Task requirements
Scan the data beneath this task and copy each line that includes "spectator".

Data in this exercise
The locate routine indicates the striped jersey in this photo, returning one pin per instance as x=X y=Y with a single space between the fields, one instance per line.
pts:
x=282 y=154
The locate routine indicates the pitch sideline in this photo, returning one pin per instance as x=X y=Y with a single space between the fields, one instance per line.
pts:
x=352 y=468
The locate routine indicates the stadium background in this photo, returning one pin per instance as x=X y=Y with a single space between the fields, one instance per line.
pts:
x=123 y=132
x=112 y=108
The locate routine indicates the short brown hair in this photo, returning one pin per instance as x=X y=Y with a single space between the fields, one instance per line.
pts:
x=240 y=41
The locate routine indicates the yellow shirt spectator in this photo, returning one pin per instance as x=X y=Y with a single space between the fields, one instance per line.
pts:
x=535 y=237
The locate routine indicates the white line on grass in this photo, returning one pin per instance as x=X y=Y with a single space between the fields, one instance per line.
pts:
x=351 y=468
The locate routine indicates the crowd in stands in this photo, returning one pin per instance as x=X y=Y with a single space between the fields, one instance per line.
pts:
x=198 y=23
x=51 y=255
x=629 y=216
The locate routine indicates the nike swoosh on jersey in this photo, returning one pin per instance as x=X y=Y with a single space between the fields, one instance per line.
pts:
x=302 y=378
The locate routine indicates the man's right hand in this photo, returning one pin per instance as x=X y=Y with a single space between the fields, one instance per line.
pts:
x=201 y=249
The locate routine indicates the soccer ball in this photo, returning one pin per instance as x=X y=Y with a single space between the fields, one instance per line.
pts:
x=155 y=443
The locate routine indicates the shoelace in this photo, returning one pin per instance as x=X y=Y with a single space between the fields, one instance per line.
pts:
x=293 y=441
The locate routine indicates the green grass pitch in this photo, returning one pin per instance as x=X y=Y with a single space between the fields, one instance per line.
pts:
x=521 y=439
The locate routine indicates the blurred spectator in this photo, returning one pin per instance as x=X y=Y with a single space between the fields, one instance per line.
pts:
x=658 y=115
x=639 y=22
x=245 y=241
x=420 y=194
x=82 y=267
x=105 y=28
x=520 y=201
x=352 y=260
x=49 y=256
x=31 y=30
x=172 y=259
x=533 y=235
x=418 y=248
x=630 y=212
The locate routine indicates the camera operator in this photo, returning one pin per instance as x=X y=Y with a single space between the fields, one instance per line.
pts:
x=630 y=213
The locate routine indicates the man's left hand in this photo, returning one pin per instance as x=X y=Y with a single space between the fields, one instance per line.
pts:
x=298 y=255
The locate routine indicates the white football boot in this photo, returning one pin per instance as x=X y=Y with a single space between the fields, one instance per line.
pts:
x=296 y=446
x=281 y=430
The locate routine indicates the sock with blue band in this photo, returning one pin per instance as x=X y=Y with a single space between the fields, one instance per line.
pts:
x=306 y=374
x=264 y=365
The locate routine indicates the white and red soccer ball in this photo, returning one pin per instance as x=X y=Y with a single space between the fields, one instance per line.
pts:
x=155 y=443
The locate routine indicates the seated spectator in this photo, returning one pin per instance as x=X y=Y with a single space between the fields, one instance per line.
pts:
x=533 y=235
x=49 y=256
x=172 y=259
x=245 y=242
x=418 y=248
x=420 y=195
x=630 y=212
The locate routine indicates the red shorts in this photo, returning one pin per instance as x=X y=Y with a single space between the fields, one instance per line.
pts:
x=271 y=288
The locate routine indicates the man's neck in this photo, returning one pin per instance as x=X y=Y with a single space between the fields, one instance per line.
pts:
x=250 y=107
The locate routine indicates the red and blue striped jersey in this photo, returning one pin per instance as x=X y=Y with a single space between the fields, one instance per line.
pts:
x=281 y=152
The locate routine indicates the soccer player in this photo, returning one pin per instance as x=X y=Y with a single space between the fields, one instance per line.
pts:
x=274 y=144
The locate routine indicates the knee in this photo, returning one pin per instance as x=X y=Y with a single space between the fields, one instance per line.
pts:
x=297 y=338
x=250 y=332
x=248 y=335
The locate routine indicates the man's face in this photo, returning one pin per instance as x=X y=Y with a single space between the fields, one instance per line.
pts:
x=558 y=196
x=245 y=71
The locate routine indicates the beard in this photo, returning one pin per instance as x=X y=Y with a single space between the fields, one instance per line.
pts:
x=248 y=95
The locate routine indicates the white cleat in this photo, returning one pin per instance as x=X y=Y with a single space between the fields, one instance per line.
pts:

Answer to the exercise
The locate routine indicates the yellow shirt spectator in this photo, returning one pin per instance as x=X y=Y with a single space between the fields, one instance per line.
The locate routine indicates the blurred spectator in this photo, returning one pin per instance as x=X y=Y with a single space between the fields, one instance per line.
The locate routine indicates the seated spectator in this photo, returning one pin per instance as x=X y=Y with a single space between the fields, one instance per line.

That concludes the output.